## Your goal
Retype the items character for character, from their first line up to and including the line that contains "[[[169,69],[169,76],[172,77],[172,70]]]".

## Provided data
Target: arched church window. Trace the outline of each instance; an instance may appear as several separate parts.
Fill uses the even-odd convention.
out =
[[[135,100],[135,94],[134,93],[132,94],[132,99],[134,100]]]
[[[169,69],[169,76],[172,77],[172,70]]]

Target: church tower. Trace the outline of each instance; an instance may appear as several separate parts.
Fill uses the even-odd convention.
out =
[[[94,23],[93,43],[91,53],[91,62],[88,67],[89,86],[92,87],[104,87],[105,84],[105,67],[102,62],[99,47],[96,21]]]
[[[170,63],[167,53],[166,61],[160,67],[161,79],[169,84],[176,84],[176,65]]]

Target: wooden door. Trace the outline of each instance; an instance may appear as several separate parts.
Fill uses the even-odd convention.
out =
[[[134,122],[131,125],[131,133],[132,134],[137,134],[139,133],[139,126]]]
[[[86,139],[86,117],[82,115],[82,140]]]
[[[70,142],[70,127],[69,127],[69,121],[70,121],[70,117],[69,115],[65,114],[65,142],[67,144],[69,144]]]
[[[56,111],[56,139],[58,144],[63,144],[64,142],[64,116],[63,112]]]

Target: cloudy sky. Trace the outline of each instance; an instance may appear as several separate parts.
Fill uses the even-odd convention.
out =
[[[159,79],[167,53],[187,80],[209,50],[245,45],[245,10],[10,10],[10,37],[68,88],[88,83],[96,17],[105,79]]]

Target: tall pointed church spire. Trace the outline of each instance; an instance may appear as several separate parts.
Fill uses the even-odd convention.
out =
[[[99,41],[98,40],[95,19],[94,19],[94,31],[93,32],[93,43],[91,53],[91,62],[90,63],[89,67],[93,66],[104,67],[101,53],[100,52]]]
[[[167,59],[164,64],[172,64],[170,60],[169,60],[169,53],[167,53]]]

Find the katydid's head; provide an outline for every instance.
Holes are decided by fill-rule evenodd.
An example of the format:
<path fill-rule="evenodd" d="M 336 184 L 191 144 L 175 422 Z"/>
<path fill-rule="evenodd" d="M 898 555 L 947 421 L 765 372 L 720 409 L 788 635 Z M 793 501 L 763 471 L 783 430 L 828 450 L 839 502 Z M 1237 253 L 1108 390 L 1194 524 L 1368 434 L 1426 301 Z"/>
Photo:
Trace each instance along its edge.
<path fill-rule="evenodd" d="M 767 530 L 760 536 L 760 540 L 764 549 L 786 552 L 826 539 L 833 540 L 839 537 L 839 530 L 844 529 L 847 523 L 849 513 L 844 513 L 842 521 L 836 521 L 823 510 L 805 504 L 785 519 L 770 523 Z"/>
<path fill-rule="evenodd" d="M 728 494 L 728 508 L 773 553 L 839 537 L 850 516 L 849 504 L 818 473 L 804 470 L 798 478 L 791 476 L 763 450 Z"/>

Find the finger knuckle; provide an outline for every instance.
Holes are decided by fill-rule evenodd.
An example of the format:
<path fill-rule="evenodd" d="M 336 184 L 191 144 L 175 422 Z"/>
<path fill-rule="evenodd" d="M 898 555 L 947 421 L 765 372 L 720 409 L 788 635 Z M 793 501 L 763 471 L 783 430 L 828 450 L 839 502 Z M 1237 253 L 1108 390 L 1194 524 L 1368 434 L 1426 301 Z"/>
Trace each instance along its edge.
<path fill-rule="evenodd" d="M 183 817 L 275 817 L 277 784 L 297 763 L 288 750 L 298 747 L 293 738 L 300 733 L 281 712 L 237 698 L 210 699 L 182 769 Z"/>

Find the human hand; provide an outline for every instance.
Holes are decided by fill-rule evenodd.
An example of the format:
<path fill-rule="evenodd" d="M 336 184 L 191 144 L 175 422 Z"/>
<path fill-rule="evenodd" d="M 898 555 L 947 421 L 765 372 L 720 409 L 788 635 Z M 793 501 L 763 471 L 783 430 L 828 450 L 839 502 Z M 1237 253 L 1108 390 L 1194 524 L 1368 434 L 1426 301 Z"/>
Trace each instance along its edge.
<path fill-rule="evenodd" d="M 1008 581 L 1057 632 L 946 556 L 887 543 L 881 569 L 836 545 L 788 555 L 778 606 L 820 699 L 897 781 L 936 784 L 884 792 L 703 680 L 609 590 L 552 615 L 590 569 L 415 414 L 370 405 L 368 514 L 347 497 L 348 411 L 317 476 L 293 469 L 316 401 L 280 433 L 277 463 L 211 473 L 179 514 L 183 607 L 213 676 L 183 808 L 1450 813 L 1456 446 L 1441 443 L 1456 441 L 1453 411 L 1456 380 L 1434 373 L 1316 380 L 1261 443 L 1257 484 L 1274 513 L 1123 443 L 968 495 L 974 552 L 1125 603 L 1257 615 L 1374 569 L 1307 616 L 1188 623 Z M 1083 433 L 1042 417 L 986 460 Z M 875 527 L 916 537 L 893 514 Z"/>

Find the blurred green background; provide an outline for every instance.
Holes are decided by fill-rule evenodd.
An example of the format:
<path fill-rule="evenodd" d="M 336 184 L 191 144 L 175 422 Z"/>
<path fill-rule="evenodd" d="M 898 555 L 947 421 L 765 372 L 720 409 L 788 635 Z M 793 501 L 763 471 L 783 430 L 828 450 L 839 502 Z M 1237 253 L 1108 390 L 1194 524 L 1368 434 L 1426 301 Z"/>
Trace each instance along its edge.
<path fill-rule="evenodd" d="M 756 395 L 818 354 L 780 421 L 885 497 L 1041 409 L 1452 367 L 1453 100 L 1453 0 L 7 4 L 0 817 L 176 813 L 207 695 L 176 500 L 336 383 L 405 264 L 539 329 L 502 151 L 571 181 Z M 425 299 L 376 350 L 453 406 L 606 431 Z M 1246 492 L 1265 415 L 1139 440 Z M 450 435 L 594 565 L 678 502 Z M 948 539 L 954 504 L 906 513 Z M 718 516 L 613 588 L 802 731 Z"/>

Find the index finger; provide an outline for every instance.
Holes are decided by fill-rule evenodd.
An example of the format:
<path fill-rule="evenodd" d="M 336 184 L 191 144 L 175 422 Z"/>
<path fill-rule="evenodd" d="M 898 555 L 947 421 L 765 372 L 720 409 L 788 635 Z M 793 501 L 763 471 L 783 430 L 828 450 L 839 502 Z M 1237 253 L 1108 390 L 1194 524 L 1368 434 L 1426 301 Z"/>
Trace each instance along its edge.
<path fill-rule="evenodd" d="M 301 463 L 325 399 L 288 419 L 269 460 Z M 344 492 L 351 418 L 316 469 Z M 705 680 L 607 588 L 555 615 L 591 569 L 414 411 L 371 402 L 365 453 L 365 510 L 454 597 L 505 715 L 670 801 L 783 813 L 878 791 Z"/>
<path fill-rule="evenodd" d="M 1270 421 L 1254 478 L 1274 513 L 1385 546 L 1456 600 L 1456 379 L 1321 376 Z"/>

## Task solution
Target: arched church window. Trace the outline of each instance; an instance may appear as several separate parts.
Fill uses the even-odd convention.
out =
[[[135,100],[135,94],[134,93],[132,94],[132,99],[134,100]]]
[[[169,69],[169,76],[172,77],[172,70]]]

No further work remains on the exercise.